:: TEXT BLOCK

Re: [Rdkit-discuss] SMARTS for heteroaromatic rings?

You are suggesting some interesting ideas.  Probably matching of atoms
in 5 and 6-membered aromatic rings will be sufficient for now.

I was initially stumped trying to figure out an elegant way to deal with

aromatic N's, O's, and S's in various combinations.  The usage of "a" in
SMARTS is powerful in this regard.

Thanks again.

Regards,
Jim Metz

My approach to this would depend on what you're trying to accomplish in the end.

If you just want all the aromatic atoms you can just use "[a]". Unless you do
some extra work when you read in the molecules, any aromatic atom will be in a
ring. If you want to be really sure, you can do "[a;r]"
If you want all the aromatic bonds, it's "[a]:[a]"

If you want the rings themselves and you want to just use SMARTS, you have to
enumerate. Python makes getting the patterns pretty easy:

In [8]: patts = ["[a]:1"+":[a]"*i+":[a]:1" for i in range(3,22)] # 24 is the
max aromatic ring size

In [9]: patts[:3]

Out[9]:

['[a]:1:[a]:[a]:[a]:[a]:1',

'[a]:1:[a]:[a]:[a]:[a]:[a]:1',

'[a]:1:[a]:[a]:[a]:[a]:[a]:[a]:1']

The rest is just some calls to MolFromSmarts() and then
mol.GetSubstructMatches() for the molecules you want to test.

-greg

Greg Landrum:
<rdkit-discuss@lists.sourceforge.net> wrote:

Jason,

Thanks!  I just thought of that for a 6-membered ring.  A 5-membered
ring would be [a]1[a][a][a][a]1.

Hmmm... I was thinking of using "r" to specify a ring, but I don't think

that would be necessary.  Correct?

Regards,

Jim Metz

if you don't care what type of atom it is, just that it's aromatic, you should
use [a],

so [a]1[a][a][a][a][a]1 would match any 6-membered aromatic ring

Jason Biggs

Jason Biggs:
<rdkit-discuss@lists.sourceforge.net> wrote:

Hello,

I would like to write a SMARTS that will match all of the individual atoms

in all possible heteroaromatic rings.  Does anyone know of an elegant,
compact way to do this?

If one SMARTS will not work, I can concatenate SMARTS using

a vertical pipe, "|", as I proposed in an earlier message in this forum.

I am (perhaps) expecting SMARTS something like

[c]1[c][n][c][c]1
etc
[c]1[c][c][c][c][c]1
[c]1[c][n][c][c][c]1
etc.

Perhaps there is a very elegant way to specify the possible

patterns.  I can't think of a way to do it, other than exhaustive
enumeration.

Any ideas?

Regards,

Jim Metz

::::
:: DATA SHOWN

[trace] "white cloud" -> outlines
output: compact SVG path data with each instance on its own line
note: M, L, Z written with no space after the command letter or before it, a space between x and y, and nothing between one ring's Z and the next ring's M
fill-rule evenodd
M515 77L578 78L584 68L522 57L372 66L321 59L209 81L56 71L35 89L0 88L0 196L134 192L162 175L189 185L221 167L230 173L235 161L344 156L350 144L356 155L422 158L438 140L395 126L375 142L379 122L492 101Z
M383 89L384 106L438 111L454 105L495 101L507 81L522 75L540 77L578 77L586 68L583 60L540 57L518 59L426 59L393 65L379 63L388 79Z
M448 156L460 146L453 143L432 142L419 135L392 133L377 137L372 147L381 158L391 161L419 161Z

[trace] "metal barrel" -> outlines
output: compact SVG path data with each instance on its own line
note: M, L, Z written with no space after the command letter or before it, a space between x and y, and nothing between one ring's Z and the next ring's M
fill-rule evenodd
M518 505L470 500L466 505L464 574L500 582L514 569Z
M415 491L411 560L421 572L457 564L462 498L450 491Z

::::
:: DATA SHOWN

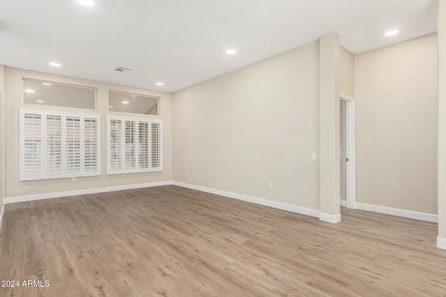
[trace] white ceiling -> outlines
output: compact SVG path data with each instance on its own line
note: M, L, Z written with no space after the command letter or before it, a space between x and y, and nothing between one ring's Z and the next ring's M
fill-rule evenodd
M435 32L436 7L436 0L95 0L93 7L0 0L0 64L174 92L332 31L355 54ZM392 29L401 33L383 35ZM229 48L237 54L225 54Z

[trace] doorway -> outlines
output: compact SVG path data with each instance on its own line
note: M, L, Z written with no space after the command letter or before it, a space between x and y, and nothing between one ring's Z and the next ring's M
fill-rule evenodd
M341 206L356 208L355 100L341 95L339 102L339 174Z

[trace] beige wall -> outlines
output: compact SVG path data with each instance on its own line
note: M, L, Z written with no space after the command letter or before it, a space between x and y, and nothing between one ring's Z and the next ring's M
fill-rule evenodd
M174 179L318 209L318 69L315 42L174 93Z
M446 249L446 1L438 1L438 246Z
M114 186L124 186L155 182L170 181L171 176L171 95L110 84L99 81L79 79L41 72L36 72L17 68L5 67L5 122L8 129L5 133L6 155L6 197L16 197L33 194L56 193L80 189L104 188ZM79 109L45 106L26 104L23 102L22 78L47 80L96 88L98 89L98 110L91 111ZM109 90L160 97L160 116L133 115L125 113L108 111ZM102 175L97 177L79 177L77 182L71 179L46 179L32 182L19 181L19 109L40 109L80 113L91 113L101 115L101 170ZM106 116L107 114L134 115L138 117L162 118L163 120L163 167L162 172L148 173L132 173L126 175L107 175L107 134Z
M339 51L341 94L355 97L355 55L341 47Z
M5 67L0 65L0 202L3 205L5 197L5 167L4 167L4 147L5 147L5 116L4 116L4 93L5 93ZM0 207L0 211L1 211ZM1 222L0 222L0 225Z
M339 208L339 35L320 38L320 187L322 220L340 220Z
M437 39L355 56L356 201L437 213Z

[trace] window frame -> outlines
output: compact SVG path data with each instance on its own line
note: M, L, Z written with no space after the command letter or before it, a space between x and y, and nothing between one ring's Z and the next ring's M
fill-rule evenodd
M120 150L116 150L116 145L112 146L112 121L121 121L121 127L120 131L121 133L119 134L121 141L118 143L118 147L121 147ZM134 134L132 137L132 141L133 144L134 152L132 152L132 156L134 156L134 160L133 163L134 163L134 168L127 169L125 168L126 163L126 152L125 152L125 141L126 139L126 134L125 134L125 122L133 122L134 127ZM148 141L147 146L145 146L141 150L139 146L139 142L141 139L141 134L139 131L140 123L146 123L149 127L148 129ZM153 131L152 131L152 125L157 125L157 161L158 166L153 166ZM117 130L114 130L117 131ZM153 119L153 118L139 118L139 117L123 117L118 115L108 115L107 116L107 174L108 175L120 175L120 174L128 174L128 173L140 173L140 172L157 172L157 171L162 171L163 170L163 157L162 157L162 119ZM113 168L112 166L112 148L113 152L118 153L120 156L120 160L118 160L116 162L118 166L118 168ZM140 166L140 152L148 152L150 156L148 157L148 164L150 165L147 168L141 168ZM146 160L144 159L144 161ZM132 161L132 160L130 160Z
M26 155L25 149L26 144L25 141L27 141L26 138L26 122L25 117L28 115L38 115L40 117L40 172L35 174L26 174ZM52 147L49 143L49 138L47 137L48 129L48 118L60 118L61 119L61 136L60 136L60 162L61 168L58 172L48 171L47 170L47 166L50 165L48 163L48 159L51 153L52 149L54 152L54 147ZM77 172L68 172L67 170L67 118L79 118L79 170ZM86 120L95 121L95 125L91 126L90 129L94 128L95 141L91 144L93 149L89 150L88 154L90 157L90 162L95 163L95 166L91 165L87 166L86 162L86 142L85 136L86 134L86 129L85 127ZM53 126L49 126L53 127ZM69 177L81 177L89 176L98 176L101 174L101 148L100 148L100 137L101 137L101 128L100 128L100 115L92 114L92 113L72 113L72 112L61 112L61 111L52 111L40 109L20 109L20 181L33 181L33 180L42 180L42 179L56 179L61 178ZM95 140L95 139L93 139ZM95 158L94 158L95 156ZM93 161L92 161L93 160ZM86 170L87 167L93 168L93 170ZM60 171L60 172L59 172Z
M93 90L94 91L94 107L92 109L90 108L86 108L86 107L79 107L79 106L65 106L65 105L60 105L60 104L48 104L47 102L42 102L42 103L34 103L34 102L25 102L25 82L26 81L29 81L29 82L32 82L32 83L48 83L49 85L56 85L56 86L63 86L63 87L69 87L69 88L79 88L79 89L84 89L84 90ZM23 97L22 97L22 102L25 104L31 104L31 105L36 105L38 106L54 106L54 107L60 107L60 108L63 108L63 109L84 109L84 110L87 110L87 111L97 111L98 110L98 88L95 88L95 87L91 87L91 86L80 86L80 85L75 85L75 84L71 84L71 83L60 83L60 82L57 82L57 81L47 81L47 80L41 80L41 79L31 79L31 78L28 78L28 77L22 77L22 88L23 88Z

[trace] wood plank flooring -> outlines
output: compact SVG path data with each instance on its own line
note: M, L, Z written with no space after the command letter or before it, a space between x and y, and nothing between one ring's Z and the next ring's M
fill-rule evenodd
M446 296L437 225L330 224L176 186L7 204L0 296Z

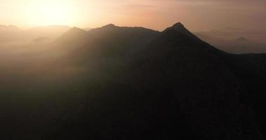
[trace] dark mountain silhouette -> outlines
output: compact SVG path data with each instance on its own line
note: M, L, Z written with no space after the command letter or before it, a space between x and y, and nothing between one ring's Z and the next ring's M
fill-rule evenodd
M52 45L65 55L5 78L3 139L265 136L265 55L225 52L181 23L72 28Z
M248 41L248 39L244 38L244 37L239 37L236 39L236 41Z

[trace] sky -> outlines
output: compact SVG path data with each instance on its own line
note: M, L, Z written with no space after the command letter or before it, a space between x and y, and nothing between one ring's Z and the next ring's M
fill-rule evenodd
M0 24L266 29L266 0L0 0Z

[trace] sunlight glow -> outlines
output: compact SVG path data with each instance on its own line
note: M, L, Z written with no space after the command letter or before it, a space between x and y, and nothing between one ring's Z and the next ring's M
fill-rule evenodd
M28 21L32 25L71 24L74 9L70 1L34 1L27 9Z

::::
:: DATA SHOWN

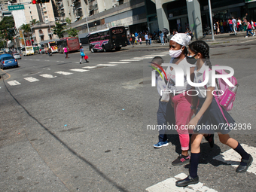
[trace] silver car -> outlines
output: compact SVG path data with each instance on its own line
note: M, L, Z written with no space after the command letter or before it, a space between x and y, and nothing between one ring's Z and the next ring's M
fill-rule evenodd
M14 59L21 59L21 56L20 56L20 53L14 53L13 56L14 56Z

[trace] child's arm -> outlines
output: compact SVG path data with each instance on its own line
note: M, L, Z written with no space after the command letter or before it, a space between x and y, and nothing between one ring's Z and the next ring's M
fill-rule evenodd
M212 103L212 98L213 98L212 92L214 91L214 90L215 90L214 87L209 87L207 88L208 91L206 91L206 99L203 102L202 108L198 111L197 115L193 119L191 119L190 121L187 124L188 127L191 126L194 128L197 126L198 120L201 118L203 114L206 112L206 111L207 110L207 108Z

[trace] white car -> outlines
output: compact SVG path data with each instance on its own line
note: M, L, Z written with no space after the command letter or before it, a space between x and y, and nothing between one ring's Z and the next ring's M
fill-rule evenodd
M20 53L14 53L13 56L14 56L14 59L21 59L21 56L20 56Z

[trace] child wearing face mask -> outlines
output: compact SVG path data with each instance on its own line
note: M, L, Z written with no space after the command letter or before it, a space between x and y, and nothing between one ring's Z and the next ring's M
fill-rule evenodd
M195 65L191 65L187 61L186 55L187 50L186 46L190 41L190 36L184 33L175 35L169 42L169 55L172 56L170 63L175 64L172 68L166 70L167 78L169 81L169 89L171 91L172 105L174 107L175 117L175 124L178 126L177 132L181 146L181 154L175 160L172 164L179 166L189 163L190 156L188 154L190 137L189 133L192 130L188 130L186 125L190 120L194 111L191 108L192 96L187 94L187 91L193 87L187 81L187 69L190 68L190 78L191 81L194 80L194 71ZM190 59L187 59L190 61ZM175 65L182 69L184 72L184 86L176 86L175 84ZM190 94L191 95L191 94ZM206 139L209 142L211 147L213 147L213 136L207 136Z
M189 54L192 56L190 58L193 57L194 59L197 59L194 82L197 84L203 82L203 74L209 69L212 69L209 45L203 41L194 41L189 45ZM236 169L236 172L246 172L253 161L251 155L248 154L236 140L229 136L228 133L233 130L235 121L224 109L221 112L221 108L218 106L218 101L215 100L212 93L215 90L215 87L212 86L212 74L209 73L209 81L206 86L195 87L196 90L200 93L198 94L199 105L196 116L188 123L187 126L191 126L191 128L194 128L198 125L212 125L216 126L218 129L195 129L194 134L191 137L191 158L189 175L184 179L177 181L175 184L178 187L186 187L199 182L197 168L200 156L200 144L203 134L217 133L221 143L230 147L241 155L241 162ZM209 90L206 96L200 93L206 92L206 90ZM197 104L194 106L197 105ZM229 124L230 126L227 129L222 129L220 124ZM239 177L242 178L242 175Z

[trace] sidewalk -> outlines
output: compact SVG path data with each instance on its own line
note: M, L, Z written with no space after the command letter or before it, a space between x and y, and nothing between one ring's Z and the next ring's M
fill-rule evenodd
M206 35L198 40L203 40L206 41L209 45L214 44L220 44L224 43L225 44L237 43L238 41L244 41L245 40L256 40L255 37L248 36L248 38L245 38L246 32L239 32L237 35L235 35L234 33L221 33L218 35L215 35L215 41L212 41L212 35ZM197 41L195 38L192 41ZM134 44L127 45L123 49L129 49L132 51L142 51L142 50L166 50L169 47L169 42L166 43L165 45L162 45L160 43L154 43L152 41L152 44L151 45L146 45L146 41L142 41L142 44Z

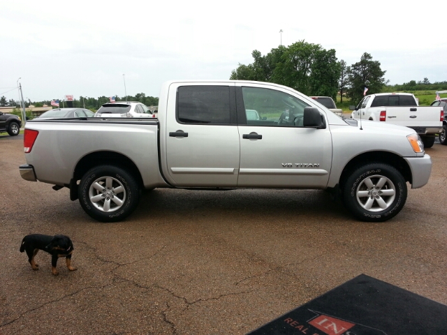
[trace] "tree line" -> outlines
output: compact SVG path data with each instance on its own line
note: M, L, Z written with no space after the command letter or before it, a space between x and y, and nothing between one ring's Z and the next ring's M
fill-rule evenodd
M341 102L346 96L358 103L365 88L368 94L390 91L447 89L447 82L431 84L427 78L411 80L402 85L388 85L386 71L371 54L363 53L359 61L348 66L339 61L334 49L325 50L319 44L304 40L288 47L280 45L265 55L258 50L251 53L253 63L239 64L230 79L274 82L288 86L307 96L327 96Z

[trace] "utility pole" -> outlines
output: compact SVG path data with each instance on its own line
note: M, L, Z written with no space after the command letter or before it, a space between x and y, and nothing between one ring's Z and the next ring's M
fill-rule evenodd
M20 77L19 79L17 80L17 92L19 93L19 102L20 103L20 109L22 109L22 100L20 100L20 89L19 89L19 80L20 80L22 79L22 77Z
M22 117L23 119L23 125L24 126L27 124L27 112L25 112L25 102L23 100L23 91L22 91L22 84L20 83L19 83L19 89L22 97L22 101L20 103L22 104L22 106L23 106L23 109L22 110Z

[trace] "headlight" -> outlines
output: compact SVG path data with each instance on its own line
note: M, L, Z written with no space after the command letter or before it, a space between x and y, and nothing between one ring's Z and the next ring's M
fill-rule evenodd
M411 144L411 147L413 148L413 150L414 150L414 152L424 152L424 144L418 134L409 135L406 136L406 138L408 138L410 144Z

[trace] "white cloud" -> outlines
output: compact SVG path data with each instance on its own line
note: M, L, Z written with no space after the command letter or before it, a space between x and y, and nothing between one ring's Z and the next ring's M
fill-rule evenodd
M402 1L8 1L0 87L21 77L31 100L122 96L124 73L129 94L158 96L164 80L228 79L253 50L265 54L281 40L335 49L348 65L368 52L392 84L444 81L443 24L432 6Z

::::

*WHAT YOU NEED TO DO*
From the forum thread on SMARTS for heteroaromatic rings, extract the passage from "The rest is" up to and including "would be [a]1[a][a][a][a]1.".

*FULL OUTPUT*
The rest is just some calls to MolFromSmarts() and then
mol.GetSubstructMatches() for the molecules you want to test.

-greg

Greg Landrum:
<rdkit-discuss@lists.sourceforge.net> wrote:

Jason,

Thanks!  I just thought of that for a 6-membered ring.  A 5-membered
ring would be [a]1[a][a][a][a]1.